**Task requirements:**
Print every one of the following rows again word for word, leaving nothing out.

[Stored dataset items]
··········
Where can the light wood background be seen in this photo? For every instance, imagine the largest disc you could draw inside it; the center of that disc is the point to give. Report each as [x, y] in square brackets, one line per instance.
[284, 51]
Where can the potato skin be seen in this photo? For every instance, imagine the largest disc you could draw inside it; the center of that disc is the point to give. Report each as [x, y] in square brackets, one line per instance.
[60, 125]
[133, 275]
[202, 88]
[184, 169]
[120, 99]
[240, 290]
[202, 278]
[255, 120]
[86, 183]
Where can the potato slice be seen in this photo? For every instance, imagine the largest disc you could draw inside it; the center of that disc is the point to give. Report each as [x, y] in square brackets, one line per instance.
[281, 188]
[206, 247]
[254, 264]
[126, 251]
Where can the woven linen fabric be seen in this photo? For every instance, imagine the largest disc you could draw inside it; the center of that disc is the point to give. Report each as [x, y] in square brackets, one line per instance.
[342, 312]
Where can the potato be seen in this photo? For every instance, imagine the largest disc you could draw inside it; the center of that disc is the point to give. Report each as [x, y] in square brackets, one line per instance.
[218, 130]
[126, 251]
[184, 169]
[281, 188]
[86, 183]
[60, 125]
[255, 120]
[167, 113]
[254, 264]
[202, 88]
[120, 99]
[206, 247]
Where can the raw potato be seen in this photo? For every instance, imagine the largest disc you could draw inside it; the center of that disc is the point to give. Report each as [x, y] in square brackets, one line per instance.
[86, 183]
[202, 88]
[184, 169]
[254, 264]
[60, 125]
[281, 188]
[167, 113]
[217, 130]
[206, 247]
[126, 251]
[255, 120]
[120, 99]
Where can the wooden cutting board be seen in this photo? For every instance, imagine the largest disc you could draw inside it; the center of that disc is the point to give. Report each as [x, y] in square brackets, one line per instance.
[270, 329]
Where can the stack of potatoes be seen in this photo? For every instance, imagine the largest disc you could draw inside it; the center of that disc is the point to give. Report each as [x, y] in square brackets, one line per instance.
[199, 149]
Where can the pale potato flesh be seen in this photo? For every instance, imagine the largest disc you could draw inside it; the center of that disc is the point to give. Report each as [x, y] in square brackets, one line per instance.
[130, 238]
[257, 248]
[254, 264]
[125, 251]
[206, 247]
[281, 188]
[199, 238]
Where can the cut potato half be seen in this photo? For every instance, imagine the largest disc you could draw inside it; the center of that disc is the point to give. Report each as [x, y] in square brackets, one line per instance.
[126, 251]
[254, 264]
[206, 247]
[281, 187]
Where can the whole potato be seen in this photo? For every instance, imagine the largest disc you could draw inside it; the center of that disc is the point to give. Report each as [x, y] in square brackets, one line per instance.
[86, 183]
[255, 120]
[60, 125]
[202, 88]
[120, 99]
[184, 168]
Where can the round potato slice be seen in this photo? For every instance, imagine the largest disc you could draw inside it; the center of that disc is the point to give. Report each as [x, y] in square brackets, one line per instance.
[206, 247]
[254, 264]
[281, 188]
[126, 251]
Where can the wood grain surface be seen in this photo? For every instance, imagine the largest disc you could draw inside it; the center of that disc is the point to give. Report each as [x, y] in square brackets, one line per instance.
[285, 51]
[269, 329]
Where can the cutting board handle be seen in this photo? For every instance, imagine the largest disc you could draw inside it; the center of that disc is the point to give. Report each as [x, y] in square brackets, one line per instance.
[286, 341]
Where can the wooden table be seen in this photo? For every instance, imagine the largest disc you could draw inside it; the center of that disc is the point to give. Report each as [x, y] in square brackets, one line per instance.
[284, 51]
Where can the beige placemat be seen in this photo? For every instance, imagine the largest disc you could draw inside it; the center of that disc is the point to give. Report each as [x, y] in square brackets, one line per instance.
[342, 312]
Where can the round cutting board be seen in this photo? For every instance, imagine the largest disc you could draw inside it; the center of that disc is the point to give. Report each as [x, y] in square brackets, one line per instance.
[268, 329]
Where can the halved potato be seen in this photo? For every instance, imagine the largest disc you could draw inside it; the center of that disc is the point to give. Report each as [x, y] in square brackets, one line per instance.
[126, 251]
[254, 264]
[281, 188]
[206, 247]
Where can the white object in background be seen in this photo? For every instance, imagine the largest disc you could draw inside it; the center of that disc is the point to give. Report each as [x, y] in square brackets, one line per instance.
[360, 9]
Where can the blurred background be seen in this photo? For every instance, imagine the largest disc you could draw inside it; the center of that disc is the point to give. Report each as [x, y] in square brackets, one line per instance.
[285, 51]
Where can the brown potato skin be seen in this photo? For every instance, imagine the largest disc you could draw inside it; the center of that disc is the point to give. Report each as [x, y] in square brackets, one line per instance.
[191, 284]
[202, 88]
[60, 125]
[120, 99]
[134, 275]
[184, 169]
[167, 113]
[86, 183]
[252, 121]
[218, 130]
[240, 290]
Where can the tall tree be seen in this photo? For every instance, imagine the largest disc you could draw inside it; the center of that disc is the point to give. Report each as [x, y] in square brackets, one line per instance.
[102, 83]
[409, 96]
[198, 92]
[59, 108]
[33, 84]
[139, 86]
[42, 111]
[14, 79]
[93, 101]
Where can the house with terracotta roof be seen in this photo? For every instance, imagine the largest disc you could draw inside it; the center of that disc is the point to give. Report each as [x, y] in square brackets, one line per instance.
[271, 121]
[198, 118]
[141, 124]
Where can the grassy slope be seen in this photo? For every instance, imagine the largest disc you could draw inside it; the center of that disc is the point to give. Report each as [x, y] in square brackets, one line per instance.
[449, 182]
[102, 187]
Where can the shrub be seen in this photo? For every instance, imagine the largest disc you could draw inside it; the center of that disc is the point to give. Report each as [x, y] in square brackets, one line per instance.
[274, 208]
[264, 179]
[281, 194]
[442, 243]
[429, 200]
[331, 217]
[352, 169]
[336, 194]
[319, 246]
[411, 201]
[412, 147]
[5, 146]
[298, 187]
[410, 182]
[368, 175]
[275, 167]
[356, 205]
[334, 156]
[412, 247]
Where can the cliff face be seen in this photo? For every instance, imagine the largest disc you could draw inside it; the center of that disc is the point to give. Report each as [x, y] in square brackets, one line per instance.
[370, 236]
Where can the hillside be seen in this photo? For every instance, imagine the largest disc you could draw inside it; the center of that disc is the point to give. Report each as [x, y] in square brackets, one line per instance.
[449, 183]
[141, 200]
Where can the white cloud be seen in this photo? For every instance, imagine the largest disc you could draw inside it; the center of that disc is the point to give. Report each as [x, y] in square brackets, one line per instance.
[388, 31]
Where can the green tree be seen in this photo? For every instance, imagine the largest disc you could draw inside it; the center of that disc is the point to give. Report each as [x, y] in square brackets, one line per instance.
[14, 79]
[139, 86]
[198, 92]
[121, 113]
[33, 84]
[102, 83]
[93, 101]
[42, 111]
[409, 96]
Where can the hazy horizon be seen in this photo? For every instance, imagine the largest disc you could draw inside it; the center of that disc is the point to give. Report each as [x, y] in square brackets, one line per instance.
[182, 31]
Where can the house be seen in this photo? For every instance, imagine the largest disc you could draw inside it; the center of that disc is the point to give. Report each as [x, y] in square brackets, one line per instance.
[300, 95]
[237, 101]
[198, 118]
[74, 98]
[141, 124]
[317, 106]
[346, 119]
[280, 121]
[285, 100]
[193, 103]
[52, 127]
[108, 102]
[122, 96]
··········
**Answer to this problem:**
Where can the light wood background be seen in this photo? For every instance, imagine the largest disc you could draw inside it; the center of that disc is the point to give. Report each as [x, y] in square brackets, one line per instance.
[284, 51]
Where can the potato skin be seen in this photo? For every instance, imagine the largest disc you could draw inside it; the center of that disc is the point to give. Report each as [x, y] in square brackets, one line per instance.
[60, 125]
[133, 275]
[202, 88]
[184, 169]
[120, 99]
[240, 290]
[202, 278]
[255, 120]
[86, 183]
Where can the potato slice be seen in this photo? For every instance, imagine the largest disc you could draw inside it; the center of that disc is the point to give. Report each as [x, y] in square brackets, one line per instance.
[281, 188]
[206, 247]
[254, 264]
[126, 251]
Where can the woven linen fabric be seen in this photo? For every instance, imagine the largest disc you could draw inside it; the center of that disc is the point to give. Report each as [x, y] in square brackets, one line per instance.
[342, 312]
Where can the potato be seen in this photo? For every instance, imagine the largest disc you could draw inside it; the center of that disc is the point to give. Report each as [x, y] in square brackets, one line per instance.
[218, 130]
[126, 251]
[184, 169]
[281, 188]
[86, 183]
[60, 125]
[255, 120]
[167, 113]
[254, 264]
[202, 88]
[120, 99]
[206, 247]
Where can the raw potato be seen in this photo? For every instance, imagine the largest disc you could draw inside it; the center of that disc is the point to give. Report each as [x, y] in square brackets, one line per instance.
[86, 183]
[202, 88]
[184, 169]
[254, 264]
[60, 125]
[281, 188]
[167, 113]
[217, 130]
[206, 247]
[126, 251]
[255, 120]
[120, 99]
Where can the wooden cutting board be seen in this photo? For every instance, imagine the largest disc you could draw inside it; the center of that disc is the point to give. Report each as [x, y] in square brackets, one line per instance.
[270, 329]
Where can the stack of potatoes be seen in this photo? For every instance, imagine the largest disc you could draw inside it; the center of that disc is the point to give. Report each as [x, y] in square brackets, one line per instance.
[199, 149]
Where can the pale potato flesh be seen in this photo? For every instance, imagine the largest disc you could draw inside it; the center of that disc is the point to give. Report each as [x, y] in square brackets, one line per instance.
[130, 238]
[257, 248]
[254, 264]
[125, 251]
[206, 247]
[281, 188]
[199, 238]
Where can the cut potato half be seen in this photo? For every instance, imagine the largest disc you could draw inside it; the center of that disc is the point to give. Report each as [x, y] in square brackets, one line per instance.
[126, 251]
[254, 264]
[206, 247]
[281, 187]
Where can the whole potato be seen in this photo? For every instance, imagine the largest disc you could draw inside it; the center of that disc is the point to give. Report each as [x, y] in square brackets, one line per instance.
[86, 183]
[255, 120]
[60, 125]
[202, 88]
[120, 99]
[184, 168]
Where can the round potato slice be seen in this photo? For every instance, imagine the largest disc you could draw inside it; the center of that disc is the point to give. Report each as [x, y] in square brackets, one line per instance.
[206, 247]
[254, 264]
[281, 188]
[126, 251]
Where can the wood grain surface be seen in this photo? For every instance, imagine the largest disc you could draw inside it; the center of that disc is the point to give. Report each as [x, y] in square brackets, one line per instance.
[285, 51]
[269, 329]
Where can the cutting board handle be seen in this photo? For every instance, imagine the largest disc you could draw inside it; the center of that disc is the point to give. Report each as [x, y] in square brackets, one line per instance.
[286, 341]
Where can the wooden table be seen in this photo? For every instance, imagine the largest disc you could draw inside it; the center of that disc is the point to give. Report each as [x, y] in square brackets, one line per instance.
[284, 51]
Where can the beige placemat be seen in this photo? For every instance, imagine the largest disc you could draw inside it; the center of that disc is the point to give. Report each as [x, y] in square brackets, one line per instance.
[342, 312]
Where can the round cutting board be seen in this photo? For every instance, imagine the largest disc you could draw inside it; the center of that disc is the point to give. Report each as [x, y] in square brackets, one line per instance.
[268, 329]
Where can the halved potato be seen in this photo? For every instance, imagine the largest disc you could draw inside it; the center of that disc is the point to give. Report each as [x, y] in square brackets, one line per instance.
[126, 251]
[254, 264]
[281, 188]
[206, 247]
Where can the white object in background be seen in this photo? For every instance, imagine the largest disc you could draw inside it; the center of that disc is the point to give. Report each as [x, y] in square brackets, one line per instance.
[360, 9]
Where can the blurred background be seen in this photo? For every instance, imagine the largest disc you could draw inside it; the center of that disc is the point to give. Report each as [x, y] in square brackets, one line per instance.
[285, 51]
Where can the brown potato skin be seen in this photo? For every instance, imagine the largest disc you could draw inside it; the center of that disc is the point to give. Report each as [x, y] in square brackets, one line per instance.
[191, 284]
[202, 88]
[60, 125]
[120, 99]
[134, 275]
[184, 169]
[167, 113]
[86, 183]
[252, 121]
[218, 130]
[240, 290]
Where can the tall tree be seen in this photo? For every instance, imagine the largest disc you could draw inside it; the center of that disc is the point to give. Report each as [x, y] in square brackets, one line per instance.
[102, 83]
[409, 96]
[198, 92]
[59, 108]
[33, 84]
[139, 86]
[42, 111]
[14, 79]
[93, 101]
Where can the house with terracotta roof be seen in this photo? For every instance, imagine the largest disc you could draw inside it; the center of that disc is the point to give. Report each as [x, y] in square brackets, one line per instance.
[271, 121]
[198, 118]
[141, 124]
Where can the grassy slope be seen in this photo? For every instance, imagine the largest disc you could draw inside it; the center of that disc is the point to give. Report each as [x, y] in square brackets, one line per instance.
[449, 182]
[102, 187]
Where can the shrub be seen in this photo? For every instance, imagine the largest disc you could draw inside it; the center of that disc is the point to give. Report each as [x, y] in square brackets, one line per instance.
[274, 208]
[264, 179]
[281, 194]
[442, 243]
[429, 200]
[331, 217]
[352, 169]
[336, 194]
[319, 246]
[411, 201]
[412, 147]
[5, 146]
[298, 187]
[410, 182]
[368, 175]
[275, 167]
[356, 205]
[334, 156]
[412, 247]
Where can the cliff face be seen in this photo? For every instance, imagine the largest disc you could draw inside it; the center of that disc is the point to give. Report each as [x, y] in square brackets, one line per instance.
[370, 236]
Where can the hillside be seen in this photo? For every instance, imagine the largest disc you could draw inside it; the center of that disc is the point to give. Report each as [x, y] in square brackets, one line per instance.
[449, 183]
[141, 200]
Where can the white cloud be seen in this photo? For every instance, imagine the largest disc you could draw inside it; the center of that disc is the point to give. Report each as [x, y] in square brackets, one line per instance.
[388, 31]
Where can the green tree be seen in this photo? For every instance, imagine the largest disc you could draw inside it; the center of that disc is the point to give. Report each as [x, y] in square brackets, one line per instance.
[14, 79]
[139, 86]
[198, 92]
[121, 113]
[33, 84]
[102, 83]
[93, 101]
[42, 111]
[409, 96]
Where can the hazy horizon be seen in this photo? For every instance, imagine the largest disc you could draw inside it; the center of that disc is the point to give. Report each as [x, y] in square brackets, one line per instance.
[182, 31]
Where can the house be seen in this photo? For every instance, imagine the largest disc you could draw inside it; the center of that disc is the point to give. Report each as [x, y] in square brackets, one line per instance.
[300, 95]
[237, 101]
[198, 118]
[74, 98]
[141, 124]
[317, 106]
[346, 119]
[280, 121]
[285, 100]
[193, 103]
[52, 127]
[108, 102]
[122, 96]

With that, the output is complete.